--- LISTED RECORDS ---
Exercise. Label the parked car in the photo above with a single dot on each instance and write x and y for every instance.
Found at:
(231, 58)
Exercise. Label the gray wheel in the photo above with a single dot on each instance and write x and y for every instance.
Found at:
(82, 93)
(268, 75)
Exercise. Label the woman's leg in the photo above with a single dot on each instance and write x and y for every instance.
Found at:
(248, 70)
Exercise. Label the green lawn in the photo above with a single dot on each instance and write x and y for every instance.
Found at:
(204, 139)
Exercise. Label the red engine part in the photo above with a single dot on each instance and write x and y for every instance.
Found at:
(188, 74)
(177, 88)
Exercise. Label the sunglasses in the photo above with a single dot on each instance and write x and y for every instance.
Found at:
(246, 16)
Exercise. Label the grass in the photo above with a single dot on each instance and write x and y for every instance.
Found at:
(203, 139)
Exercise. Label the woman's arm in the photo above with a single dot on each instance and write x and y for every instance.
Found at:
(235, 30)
---
WHAT TO PRODUCE: From the first line to the last, retype the records exactly.

ANSWER FOR THIS EXERCISE:
Exercise. Label the parked car in the photo above with a single dot on each instance and write x and y for every instance.
Found at:
(231, 58)
Exercise. Label the gray wheel in the photo above with a single dot on each instance and write x and y for every instance.
Found at:
(82, 93)
(268, 75)
Exercise. Label the woman's leg in the photo above with a single dot on each instance and write x and y for every instance.
Found at:
(248, 70)
Exercise. Label the green lawn in the photo above with a single dot on each instance and write x and y for every instance.
Found at:
(204, 139)
Exercise. Label the red engine part in the photo above with a single dot on each instance and write x and y for every instance.
Found at:
(188, 74)
(177, 88)
Exercise. Label the sunglasses in the photo above with a single dot on each instance and write x and y for every instance.
Found at:
(246, 16)
Exercise. Label the grass in the photo above with a single dot on each instance and write x and y for every instance.
Found at:
(203, 139)
Exercise. Label the woman's arm in the photo above with a single dot on each instance and write x and y for every instance.
Found at:
(235, 30)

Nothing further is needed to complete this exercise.